### Data shown

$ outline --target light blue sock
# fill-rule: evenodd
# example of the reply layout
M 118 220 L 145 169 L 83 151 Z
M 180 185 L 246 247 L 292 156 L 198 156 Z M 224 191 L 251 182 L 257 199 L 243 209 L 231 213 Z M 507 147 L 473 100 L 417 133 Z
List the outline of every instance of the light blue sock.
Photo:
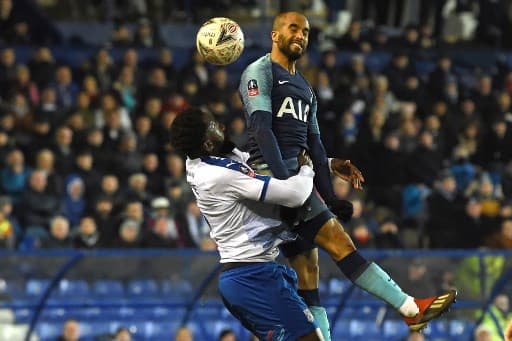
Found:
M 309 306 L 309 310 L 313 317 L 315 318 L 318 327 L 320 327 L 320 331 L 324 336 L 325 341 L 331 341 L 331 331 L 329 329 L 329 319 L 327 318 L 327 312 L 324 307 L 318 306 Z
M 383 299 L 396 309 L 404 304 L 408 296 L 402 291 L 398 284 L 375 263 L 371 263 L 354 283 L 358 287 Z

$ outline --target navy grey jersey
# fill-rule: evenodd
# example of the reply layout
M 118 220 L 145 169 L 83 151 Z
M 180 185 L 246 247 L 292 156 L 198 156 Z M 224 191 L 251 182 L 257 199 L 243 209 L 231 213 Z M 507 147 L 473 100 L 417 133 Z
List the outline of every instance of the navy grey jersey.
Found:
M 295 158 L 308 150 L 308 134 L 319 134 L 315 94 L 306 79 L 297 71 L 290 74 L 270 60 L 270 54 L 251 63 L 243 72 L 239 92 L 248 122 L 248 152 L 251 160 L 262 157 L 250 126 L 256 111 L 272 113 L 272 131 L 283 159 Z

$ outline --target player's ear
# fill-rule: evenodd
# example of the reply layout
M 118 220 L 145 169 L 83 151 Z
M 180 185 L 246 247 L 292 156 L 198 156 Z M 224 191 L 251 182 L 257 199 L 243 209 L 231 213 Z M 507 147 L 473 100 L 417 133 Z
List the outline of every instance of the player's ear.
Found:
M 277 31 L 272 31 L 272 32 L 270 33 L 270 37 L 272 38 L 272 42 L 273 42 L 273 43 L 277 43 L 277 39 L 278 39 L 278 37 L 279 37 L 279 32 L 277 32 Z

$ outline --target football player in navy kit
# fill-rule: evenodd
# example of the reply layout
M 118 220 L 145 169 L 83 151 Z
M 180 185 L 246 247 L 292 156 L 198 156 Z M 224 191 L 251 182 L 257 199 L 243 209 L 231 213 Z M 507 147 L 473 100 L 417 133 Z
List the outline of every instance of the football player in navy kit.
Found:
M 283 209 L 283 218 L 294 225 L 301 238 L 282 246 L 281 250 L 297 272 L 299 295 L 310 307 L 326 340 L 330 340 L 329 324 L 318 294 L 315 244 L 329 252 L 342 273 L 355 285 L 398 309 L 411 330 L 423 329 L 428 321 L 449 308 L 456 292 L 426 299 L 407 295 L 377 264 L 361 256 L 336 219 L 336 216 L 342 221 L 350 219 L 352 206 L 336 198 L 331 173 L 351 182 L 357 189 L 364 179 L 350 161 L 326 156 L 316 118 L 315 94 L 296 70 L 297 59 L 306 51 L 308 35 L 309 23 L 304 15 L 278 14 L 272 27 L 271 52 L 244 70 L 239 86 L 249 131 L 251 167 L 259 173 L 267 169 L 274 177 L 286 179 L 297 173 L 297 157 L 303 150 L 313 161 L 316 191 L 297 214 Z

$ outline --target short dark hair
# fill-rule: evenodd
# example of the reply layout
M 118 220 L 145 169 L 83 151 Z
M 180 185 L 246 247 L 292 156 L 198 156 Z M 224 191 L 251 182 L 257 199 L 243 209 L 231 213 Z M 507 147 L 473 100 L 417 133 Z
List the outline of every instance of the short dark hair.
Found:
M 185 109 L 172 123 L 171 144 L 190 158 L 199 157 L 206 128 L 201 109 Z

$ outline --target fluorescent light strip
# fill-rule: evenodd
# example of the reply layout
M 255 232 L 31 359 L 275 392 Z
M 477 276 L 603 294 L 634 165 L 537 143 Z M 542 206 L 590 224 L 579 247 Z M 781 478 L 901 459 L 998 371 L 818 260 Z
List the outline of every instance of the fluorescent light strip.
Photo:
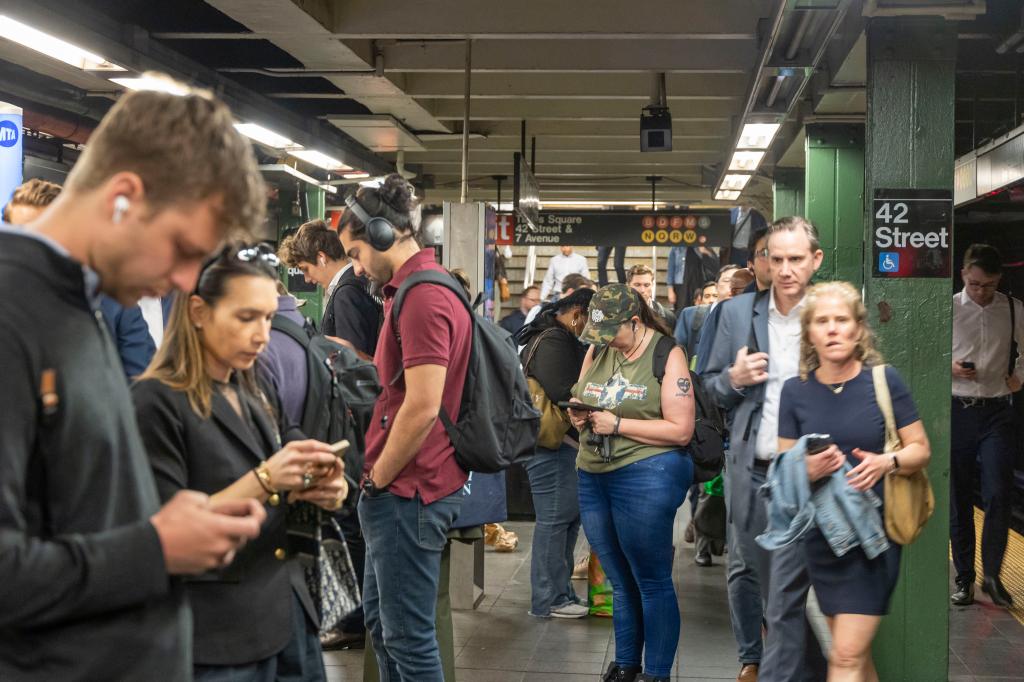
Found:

### What you are asked to do
Look through the data above. Each line containing the word "fluorescent" needs to be copied.

### Completed exercise
$ outline --target fluorescent light strip
List the outline of every instance of the fluorescent light strip.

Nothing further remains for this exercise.